**What needs to be done**
Write out the data that follows exactly, keeping every picture out.

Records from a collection
——————————
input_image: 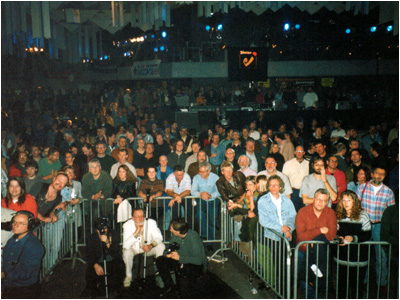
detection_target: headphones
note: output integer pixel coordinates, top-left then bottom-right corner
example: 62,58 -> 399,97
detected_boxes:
11,210 -> 36,231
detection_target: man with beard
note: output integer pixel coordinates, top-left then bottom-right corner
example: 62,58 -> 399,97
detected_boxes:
122,208 -> 165,287
258,156 -> 293,199
357,166 -> 395,295
300,157 -> 337,207
237,155 -> 257,177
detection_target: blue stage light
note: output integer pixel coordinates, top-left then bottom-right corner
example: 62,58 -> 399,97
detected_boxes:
——————————
**Answer to the problem**
input_image: 
detection_target: headphones
note: output integer pixel coordinates, top-left then bottom-right corner
example: 62,58 -> 399,97
detected_boxes:
11,210 -> 36,231
detection_target: man with beard
note: output integer pixel coordinates, top-left then bottom-right corner
example: 62,58 -> 399,97
detected_boxes:
122,208 -> 165,287
258,156 -> 293,199
357,166 -> 395,295
300,157 -> 337,207
237,155 -> 257,177
detection_target: blue stage light
note: output integer pixel coordinates, top-left then bottom-right corner
example: 62,58 -> 399,97
detected_boxes:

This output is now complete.